Copy out the records below word for word, line by line, from the first to the last. Omit the pictures.

* **Location annotation dataset excerpts**
###

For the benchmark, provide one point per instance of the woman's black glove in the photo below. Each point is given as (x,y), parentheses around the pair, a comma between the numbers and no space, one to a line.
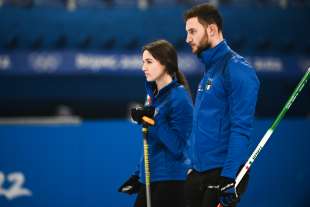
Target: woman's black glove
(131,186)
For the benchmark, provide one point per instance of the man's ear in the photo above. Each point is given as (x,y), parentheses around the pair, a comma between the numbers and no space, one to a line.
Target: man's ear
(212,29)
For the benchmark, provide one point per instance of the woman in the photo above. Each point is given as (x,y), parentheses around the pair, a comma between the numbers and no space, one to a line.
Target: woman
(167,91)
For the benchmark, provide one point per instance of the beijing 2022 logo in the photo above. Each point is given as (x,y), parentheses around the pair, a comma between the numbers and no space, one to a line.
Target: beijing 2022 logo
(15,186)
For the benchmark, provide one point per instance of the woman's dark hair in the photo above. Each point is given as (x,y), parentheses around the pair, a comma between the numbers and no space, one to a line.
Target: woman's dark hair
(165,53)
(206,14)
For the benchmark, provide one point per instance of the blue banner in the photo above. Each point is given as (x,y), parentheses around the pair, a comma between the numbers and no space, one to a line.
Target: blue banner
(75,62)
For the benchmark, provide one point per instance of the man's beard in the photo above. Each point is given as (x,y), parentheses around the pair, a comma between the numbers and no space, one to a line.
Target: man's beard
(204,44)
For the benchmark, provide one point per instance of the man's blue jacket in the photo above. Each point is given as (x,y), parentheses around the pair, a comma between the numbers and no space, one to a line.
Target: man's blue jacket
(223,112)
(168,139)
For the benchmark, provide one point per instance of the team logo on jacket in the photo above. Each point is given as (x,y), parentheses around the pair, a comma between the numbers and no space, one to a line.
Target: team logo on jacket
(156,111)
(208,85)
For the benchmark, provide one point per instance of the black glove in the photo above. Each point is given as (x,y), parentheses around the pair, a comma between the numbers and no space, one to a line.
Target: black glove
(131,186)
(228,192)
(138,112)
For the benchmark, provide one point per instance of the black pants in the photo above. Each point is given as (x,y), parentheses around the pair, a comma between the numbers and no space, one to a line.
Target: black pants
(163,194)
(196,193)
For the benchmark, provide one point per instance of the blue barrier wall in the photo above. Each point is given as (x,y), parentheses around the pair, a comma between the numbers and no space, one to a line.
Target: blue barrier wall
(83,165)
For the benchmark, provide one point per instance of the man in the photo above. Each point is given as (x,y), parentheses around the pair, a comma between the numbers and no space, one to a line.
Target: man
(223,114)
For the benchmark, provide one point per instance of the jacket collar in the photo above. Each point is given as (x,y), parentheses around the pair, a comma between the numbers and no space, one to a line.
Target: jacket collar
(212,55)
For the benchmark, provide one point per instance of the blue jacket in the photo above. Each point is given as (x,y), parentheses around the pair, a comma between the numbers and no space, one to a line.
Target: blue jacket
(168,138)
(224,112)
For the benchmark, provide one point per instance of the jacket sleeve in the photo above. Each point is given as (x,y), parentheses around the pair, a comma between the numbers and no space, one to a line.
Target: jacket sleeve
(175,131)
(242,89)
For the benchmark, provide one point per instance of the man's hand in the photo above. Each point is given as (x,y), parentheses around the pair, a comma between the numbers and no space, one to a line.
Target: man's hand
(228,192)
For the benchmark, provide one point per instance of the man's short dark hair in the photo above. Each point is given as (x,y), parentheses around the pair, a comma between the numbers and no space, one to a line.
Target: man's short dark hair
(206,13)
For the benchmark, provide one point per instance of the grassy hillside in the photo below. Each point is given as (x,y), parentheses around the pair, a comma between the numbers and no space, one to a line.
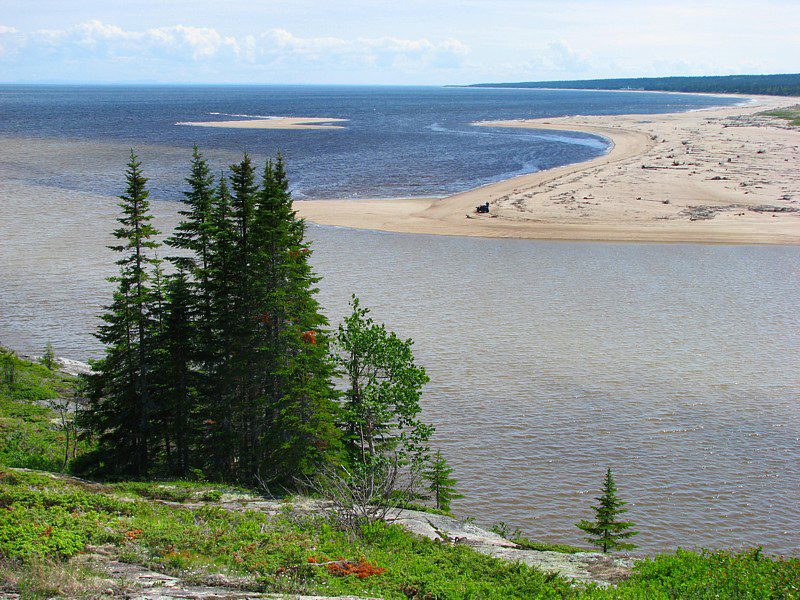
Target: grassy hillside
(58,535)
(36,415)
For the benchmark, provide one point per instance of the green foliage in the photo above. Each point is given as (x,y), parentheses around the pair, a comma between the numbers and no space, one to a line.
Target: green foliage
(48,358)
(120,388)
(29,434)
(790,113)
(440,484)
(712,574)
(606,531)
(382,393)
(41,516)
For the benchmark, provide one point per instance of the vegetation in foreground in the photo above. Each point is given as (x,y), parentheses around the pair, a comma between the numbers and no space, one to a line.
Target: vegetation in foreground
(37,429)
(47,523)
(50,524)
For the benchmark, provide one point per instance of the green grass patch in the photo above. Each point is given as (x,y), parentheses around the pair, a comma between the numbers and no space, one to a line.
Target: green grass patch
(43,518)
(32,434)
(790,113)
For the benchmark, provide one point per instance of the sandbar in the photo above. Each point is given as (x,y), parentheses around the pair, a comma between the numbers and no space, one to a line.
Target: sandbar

###

* **Answer to the problem**
For the benchmark, provide one point per instance of the woman's black glove in the photo below. Each point is given as (x,y), parentheses around the pair, a comma between the numbers and no space, one to a line.
Target: woman's black glove
(131,186)
For the benchmark, provide one point per instance of the man's ear in the photo above. Each point is given as (x,y), parentheses around the pair, a comma between the numbers and no space, one to a line.
Target: man's ear
(212,29)
For the benchmark, provide one point per instance of the woman in the photo above. Each point is given as (x,y), parentheses around the pair, a comma between the numbers and no space, one to a line.
Target: woman
(167,91)
For the benchmark, provide one point per instance of the beijing 2022 logo in the photo above. Each point is given as (x,y), parentheses around the pair, a comma between the numbers and no space, one to a line.
Target: beijing 2022 logo
(15,186)
For the benchmark, provide one point per instance of the woman's dark hair in the photo above. Each point is given as (x,y), parentheses around the pair, a comma between the numbers and no space, one to a line.
Target: woman's dark hair
(165,53)
(206,14)
For the benchmark, provide one point per instance of the blue banner in the photo above. Each point is given as (x,y), parentheses around the pair, a comma between the numbers and no space, one to a line.
Target: blue banner
(75,62)
For the benchmark, provide one point per instance of the man's beard in the photo above. Each point is given as (x,y), parentheses around the pair, a comma between the numbers and no space, one to a line.
Target: man's beard
(204,44)
For the benchmark, provide one point per instance of the man's blue jacket in the photo above. Each point is given as (x,y), parentheses around the pair, a comma between the numbers and no space, one to a line.
Target: man's blue jacket
(223,112)
(168,139)
For the benchmark, provide one point per instance of the team logo on jacket in the photo above. Each point is given as (x,y), parentheses around the pair, a comma between the numbers and no space, one to a line.
Target: team logo on jacket
(156,111)
(208,85)
For the benchmark, provide one point per instance of the black glove in the photo above. Each point is given as (x,y), parentheses around the pair, a comma between the numbers and no space, one to a line.
Target: black glove
(131,186)
(228,192)
(138,112)
For the benchmark, provide one point per instance of the black pants in the photo above. Each point is given as (x,y), parentheses around the pair, a comma between the numbers and no space, one to a line.
Target: black pants
(163,194)
(196,193)
For the benchmark, provide one point per instance of the blue barrier wall in the photo above. Each point is given as (x,y), parentheses around the pair, a comma between the numbers and no space, one to a line.
Target: blue barrier wall
(83,165)
For the benchmark, provide one point per instance of the man in the photo above. Each point is given as (x,y), parentheses around the pair, a comma between the numbers and no space, one to a line.
Target: man
(223,114)
For the benchmark, provide one point per instance of the jacket collar in the photo above. Each point is given as (x,y), parentheses around the pair, a comma between the numbers and no space, one to a line.
Target: jacket collar
(212,55)
For the benchmark, provide one point per instance of the blue jacket in the photo above. Each point is given as (x,y), parentheses around the pair, a comma between the numbers and no space, one to a line.
Target: blue jacket
(168,138)
(224,112)
For the benchmark, provide one point per instance of the jacket sleeve in the photo above. Each point is given as (x,y), parentheses around the pair, a comma between the numbers and no space, one to a line.
Target: jacket sleeve
(175,131)
(242,89)
For the benchmark, provide one point per instance of the man's hand in the photo above. Each point is given as (x,y), parentheses around the pair, a comma between the numbers and no space, one to a line.
Target: man's hand
(228,192)
For the benchmark, provide one point per instance of the man's short dark hair in the photo above. Each point is given as (x,y), parentheses around the pair, a comma between the numbers and no space, one to a line.
Target: man's short dark hair
(206,13)
For the benchmark, provide one point per instance of the grassy hillside in the photo below. Each point is given as (x,y), parentheses around the pair, a comma between the numbers and no space, one to a line.
Target: grassy hillside
(58,535)
(36,415)
For the benchmark, provide one point per instance of the green foliage in the photo above. Each point is given as (x,y), parentheses around the pair, a comma between the numbers and no space, one to a line.
Target: green foliage
(48,358)
(120,388)
(29,434)
(790,113)
(440,484)
(712,574)
(606,531)
(382,393)
(41,516)
For the benchmark, provide one point per instance of the vegetation in foreground in the photo above. Each point is given as (x,y), parentheses around the pair, a comma between the numbers and no space, one to a line.
Target: vegetation in foreground
(37,429)
(47,523)
(50,524)
For the benchmark, provide one point per instance of the green grass patch in the photo above. Each point is given as (x,y), parentheses around the pair, a comma between the numbers and no space, one to a line.
Target: green grass patch
(43,518)
(32,434)
(790,113)
For the benchmark, provide one point per instance of the sandbar in the photo above. Each point is given as (x,y), parentheses around the pair, a comma between the numbers and no space, one to a line.
Target: sandbar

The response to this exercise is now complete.